THE EXERCISE: Pull out every line below that contains the word "white", and copy each one unchanged.

DATASET RECORDS:
•••
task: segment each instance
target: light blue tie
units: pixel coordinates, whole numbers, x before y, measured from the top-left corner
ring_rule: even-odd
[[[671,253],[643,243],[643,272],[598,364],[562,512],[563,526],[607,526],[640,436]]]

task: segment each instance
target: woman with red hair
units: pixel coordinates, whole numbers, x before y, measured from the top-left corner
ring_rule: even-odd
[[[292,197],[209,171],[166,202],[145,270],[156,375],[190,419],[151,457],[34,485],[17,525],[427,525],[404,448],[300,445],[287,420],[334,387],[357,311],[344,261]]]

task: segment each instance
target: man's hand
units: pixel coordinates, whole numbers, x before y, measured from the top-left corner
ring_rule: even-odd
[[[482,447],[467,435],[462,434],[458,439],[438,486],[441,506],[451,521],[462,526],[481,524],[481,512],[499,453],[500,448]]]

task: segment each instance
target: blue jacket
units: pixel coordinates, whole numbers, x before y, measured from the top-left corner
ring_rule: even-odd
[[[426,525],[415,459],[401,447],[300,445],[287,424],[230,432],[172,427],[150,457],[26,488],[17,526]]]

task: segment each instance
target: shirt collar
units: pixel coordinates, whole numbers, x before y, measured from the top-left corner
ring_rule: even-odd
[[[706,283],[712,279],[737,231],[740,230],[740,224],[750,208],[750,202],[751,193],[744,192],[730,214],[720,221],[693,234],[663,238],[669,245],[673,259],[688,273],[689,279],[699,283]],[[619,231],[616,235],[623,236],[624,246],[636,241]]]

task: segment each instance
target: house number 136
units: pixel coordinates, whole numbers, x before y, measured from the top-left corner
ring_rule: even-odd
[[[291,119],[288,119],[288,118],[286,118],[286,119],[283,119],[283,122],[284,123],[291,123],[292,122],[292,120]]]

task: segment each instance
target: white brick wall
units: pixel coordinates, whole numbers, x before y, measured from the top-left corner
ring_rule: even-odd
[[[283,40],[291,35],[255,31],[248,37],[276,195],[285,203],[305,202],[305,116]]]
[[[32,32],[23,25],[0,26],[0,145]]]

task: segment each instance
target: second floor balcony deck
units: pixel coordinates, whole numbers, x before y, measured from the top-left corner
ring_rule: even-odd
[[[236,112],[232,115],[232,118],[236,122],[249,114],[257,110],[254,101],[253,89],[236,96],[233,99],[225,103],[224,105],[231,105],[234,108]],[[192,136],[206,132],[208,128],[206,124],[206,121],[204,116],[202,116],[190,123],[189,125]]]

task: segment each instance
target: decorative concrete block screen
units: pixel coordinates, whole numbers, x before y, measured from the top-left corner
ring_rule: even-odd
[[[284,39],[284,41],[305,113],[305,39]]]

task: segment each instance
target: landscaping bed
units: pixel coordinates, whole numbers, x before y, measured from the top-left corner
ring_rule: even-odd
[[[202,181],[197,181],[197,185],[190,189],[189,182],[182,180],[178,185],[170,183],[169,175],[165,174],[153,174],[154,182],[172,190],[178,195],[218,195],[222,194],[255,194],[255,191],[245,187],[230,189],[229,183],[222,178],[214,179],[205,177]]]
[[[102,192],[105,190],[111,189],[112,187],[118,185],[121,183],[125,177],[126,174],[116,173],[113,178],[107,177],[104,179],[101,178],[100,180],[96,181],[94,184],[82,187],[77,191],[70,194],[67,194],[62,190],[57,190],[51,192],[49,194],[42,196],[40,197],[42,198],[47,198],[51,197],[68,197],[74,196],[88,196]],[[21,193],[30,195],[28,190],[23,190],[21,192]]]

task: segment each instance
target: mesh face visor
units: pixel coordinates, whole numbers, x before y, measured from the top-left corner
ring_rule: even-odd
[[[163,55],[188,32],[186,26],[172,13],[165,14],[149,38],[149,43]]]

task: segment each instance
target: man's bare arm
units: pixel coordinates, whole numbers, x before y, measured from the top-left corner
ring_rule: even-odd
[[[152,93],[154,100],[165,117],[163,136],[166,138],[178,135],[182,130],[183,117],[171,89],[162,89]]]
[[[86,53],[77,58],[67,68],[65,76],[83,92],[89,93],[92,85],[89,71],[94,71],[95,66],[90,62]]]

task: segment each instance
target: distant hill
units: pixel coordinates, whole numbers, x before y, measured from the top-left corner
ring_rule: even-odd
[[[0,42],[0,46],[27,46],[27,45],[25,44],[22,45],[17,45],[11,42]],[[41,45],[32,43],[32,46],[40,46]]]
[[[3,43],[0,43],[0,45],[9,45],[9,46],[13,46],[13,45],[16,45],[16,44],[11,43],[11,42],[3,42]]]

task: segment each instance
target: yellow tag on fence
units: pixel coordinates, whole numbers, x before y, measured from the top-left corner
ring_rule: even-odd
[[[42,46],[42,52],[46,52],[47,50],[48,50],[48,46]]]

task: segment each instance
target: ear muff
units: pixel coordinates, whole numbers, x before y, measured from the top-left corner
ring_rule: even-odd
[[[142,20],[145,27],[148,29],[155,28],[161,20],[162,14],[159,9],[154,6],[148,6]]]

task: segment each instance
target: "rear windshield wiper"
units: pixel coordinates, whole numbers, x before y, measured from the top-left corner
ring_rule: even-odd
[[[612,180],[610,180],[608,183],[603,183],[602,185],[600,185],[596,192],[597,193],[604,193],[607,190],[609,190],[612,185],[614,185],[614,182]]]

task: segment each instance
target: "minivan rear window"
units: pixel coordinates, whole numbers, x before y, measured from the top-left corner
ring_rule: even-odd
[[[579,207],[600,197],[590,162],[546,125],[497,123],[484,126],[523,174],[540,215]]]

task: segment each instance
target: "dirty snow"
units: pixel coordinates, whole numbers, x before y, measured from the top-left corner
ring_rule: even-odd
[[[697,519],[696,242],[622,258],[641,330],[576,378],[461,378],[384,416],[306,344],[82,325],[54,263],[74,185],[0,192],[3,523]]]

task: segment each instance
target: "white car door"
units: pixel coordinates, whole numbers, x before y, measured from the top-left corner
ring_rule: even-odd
•••
WRITTEN ANSWER:
target: white brick wall
target: "white car door"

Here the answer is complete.